--- Page extract ---
The Postal Regulatory Commission has set out a path for the Postal Service to set higher rates for its market-dominant products, like first-class postage stamps.
The PRC, in a new proposed rule, would keep a price cap on USPS market-dominant products, but would base that cap on factors like declining mail density, and mandatory payments to fund health benefits for future postal retirees.
Modifying the rate cap, the commission wrote, would “allow the Postal Service to achieve long-term financial stability and increase operational efficiency while maintaining high-quality service standards.”
The proposed rule filed Thursday stems from a provision in the 2006 Postal Accountability and Enhancement Act, the last major postal bill Congress approved, that requires the PRC to review whether the Postal Service’s rate-setting model meets nine statutory objectives and 14 statutory factors.
During that review, the PRC found that the current USPS rate-setting system “did not meet the objectives relating to the financial health” of the Postal Service.
Part of the problem, the commission wrote, is the Postal Service’s mandate to pre-fund health benefits for future retirees. Prior to the law, the Postal Service paid its share of retiree health benefits on a pay-as-you-go basis.
From fiscal 2007 to 2016, the USPS has been on the hook for an average $5.6 billion each year in payments to the retiree health fund, but the Postal Service has defaulted on many payments to the fund in recent years.
In 2019 alone, USPS missed $7.3 billion in payments to that retiree health fund.
During her five-year tenure, Postmaster General Megan Brennan has pressed Congress to pass a postal reform bill that would eliminate a 2006 mandate for the agency to pre-fund retiree health benefits. Most of the bills introduced in the House and the Senate would solve this by requiring future retirees to enroll in Medicare Part B.
Under the earlier version of this proposed rule, the Postal Service would be allowed to raise the price of each class of mail by 2% each year for the next five years. Following that five-year period, the commission will re-review the state of USPS’ financial outlook.
The earlier proposed rule would have also allowed USPS to increase rates by 1% for each class of mail, provided that USPS met its yearly benchmarks for operational efficiency and delivery service.
During the PRC’s 10-year review, the Postal Service has maintained that price caps are unnecessary in a rapidly evolving postal marketplace where USPS customers have alternatives to using the mail.
However, the Postal Service saw a minor setback in September when appeals court judges struck down the highest-ever postage price increase that went into effect earlier this year.
The D.C. District Court of Appeals struck down a five-cent rate increase on the price of a first-class postage stamp, which raised the price from 50 to 55 cents in January.
In an opinion written by Judge Neomi Rao, the Trump administration’s former head of the Office of Information and Regulatory Affairs, a three-judge panel ruled that the Postal Regulatory Commission, which approved the rate increase last year, “failed to provide an adequate explanation of the increase” and “failed to respond to public comments challenging the increase.”
---
**Activity list:**
1. According to the postal rates article, how much in retiree health fund payments did USPS miss in 2019?
2. Print, word for word, everything in the postal rates article from "The earlier proposed" down to "cents in January.".
--- Data to examine ---
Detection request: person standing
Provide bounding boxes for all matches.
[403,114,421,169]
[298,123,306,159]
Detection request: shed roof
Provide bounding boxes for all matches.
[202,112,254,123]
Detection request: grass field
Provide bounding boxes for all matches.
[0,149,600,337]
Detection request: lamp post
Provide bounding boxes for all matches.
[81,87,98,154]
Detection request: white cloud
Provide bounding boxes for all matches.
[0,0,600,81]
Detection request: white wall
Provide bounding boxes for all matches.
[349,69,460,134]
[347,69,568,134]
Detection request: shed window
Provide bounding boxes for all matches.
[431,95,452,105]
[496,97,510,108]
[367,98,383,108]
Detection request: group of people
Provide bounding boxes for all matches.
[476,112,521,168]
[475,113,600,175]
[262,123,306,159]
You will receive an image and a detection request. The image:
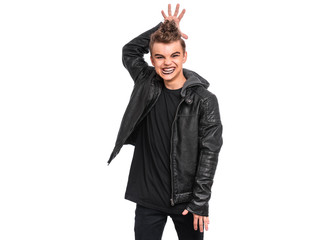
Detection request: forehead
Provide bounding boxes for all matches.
[152,41,183,55]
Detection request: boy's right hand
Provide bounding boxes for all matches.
[161,4,188,39]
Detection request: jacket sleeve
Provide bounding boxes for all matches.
[187,94,223,216]
[122,23,161,83]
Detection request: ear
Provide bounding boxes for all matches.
[183,51,188,63]
[150,55,155,67]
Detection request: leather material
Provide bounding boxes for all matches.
[108,24,222,216]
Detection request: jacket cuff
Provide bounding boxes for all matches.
[186,201,209,217]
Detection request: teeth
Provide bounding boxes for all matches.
[162,68,175,74]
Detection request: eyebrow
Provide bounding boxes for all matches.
[154,51,181,57]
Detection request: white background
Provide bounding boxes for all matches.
[0,0,336,240]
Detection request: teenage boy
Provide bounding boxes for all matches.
[108,4,222,240]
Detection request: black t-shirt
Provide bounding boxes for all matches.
[125,86,187,214]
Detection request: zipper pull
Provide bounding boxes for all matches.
[170,198,175,206]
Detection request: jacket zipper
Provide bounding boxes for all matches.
[170,98,185,206]
[115,82,160,154]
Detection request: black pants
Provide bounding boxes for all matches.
[134,204,203,240]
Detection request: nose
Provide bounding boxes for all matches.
[164,58,172,65]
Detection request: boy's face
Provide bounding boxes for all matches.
[151,41,187,81]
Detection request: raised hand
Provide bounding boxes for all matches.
[161,4,188,39]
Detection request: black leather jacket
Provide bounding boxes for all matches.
[108,24,222,216]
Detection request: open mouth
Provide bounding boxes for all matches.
[162,67,175,75]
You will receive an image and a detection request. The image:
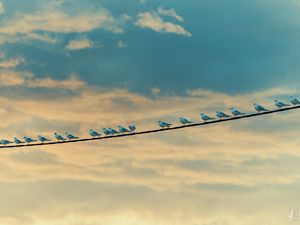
---
**Outputs in order:**
1. $7.3 billion.

2.
The earlier proposed rule would have also allowed USPS to increase rates by 1% for each class of mail, provided that USPS met its yearly benchmarks for operational efficiency and delivery service.
During the PRC’s 10-year review, the Postal Service has maintained that price caps are unnecessary in a rapidly evolving postal marketplace where USPS customers have alternatives to using the mail.
However, the Postal Service saw a minor setback in September when appeals court judges struck down the highest-ever postage price increase that went into effect earlier this year.
The D.C. District Court of Appeals struck down a five-cent rate increase on the price of a first-class postage stamp, which raised the price from 50 to 55 cents in January.